Provided entries
····················
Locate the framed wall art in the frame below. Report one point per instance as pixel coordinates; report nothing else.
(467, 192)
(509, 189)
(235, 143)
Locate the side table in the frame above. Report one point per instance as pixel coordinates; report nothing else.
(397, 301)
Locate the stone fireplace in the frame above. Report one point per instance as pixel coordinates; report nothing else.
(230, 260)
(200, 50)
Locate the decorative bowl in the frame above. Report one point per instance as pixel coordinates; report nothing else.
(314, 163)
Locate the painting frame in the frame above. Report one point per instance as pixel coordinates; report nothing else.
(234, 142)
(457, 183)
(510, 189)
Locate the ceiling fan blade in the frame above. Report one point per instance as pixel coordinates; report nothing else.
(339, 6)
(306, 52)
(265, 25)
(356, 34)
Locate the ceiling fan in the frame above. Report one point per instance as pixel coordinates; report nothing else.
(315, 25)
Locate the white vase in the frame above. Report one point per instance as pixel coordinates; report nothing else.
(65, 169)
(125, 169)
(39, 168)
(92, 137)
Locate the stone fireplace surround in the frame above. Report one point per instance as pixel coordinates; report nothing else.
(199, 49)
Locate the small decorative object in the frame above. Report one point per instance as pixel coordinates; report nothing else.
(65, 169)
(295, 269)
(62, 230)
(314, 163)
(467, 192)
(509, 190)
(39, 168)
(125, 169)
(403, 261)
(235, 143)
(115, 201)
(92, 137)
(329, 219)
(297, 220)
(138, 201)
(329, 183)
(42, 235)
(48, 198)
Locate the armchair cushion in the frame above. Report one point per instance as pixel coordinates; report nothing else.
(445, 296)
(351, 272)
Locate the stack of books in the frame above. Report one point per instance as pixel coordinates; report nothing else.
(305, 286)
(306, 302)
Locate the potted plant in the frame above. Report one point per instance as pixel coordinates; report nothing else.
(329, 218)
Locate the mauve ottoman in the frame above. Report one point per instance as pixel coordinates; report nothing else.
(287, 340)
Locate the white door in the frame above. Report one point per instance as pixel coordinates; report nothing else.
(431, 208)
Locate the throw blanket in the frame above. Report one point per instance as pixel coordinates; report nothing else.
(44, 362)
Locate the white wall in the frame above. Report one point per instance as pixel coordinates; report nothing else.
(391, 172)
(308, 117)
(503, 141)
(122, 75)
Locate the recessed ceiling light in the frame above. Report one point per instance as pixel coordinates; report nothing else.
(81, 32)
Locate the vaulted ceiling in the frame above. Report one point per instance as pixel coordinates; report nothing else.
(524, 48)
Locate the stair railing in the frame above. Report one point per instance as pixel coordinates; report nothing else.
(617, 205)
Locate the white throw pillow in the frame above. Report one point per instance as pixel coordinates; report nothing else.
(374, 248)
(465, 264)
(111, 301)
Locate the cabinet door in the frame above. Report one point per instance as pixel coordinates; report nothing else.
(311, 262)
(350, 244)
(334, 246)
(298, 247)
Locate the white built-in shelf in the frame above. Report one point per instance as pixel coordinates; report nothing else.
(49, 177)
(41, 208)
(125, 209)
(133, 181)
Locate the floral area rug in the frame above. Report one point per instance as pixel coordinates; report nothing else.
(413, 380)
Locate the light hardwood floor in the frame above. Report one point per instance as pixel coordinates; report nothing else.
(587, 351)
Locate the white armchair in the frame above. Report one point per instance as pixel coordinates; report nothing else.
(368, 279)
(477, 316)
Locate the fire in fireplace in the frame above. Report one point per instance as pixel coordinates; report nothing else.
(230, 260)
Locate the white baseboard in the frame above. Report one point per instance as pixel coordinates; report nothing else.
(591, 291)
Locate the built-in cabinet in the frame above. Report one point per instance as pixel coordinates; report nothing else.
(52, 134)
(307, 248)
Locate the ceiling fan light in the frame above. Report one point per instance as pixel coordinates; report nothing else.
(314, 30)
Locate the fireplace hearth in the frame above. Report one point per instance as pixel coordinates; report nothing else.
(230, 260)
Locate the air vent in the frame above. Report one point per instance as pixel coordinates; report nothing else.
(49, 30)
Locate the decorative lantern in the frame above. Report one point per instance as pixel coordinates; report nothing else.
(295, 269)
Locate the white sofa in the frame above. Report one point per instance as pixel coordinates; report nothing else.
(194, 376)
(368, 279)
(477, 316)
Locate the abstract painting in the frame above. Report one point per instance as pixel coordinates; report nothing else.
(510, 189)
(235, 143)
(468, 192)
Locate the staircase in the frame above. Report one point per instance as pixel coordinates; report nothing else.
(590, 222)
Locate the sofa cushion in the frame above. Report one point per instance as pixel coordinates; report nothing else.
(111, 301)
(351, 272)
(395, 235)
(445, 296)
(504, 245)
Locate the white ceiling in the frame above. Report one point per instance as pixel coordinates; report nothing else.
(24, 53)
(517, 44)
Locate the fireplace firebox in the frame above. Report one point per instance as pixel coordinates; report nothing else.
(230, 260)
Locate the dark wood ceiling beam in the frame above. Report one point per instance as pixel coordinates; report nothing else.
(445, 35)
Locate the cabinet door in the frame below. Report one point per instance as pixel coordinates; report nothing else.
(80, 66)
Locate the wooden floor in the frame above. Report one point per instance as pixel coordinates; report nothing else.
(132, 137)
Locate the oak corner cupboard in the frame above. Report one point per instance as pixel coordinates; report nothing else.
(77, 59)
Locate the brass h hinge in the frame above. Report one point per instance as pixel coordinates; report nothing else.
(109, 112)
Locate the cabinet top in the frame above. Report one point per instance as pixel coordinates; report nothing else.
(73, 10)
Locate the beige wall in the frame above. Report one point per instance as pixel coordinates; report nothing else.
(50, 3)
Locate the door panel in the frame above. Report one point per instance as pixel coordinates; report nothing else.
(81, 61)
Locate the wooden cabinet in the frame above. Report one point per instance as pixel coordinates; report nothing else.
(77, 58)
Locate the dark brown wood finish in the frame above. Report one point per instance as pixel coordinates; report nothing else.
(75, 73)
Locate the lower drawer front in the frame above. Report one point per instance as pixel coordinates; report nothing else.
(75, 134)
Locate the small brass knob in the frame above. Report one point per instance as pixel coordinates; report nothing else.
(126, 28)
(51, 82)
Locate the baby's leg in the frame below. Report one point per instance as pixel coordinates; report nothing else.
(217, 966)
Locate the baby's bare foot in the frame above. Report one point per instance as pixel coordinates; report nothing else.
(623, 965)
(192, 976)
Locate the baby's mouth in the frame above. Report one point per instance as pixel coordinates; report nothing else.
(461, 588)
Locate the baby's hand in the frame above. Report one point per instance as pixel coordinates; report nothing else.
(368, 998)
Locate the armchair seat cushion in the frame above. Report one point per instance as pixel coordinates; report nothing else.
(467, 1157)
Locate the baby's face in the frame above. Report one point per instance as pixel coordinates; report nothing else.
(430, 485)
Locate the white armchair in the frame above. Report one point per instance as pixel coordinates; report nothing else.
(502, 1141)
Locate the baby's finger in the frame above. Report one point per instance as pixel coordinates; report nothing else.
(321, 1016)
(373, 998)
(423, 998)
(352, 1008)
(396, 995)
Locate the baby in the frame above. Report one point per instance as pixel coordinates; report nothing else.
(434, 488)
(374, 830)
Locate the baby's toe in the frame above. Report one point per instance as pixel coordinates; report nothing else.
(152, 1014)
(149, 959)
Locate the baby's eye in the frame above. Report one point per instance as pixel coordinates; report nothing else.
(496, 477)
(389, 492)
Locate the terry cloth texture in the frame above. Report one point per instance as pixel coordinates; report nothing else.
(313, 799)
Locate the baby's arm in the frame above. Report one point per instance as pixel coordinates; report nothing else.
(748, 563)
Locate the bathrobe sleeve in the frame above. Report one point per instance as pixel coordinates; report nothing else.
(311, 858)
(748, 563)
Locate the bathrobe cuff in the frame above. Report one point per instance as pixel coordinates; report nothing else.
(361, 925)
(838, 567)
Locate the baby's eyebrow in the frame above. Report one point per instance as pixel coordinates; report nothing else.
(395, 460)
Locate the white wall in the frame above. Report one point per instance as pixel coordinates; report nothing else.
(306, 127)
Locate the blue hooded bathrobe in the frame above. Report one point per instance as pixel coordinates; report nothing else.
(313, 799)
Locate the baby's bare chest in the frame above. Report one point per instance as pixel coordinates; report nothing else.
····················
Problem details
Repeat the line that contains "Locate the bathrobe cuff", then every line after it until the records end, with nothing added.

Worked solution
Locate the bathrobe cuff in the frame above. Report one point per instance as pixel coordinates; report nothing else.
(361, 925)
(838, 567)
Locate the baby's eyebrow in the frame above. Report one point per instance as pixel coordinates; report nothing else.
(395, 460)
Locate the white wall in the frame above. Report one point per instance as pixel coordinates; report nothing else.
(306, 127)
Locate the blue hooded bathrobe in the frame above. Report one point per instance as pixel coordinates; report nothing else.
(313, 799)
Locate the baby's bare chest in the frame above. Report one point per instance as pixel coordinates; report nothing else.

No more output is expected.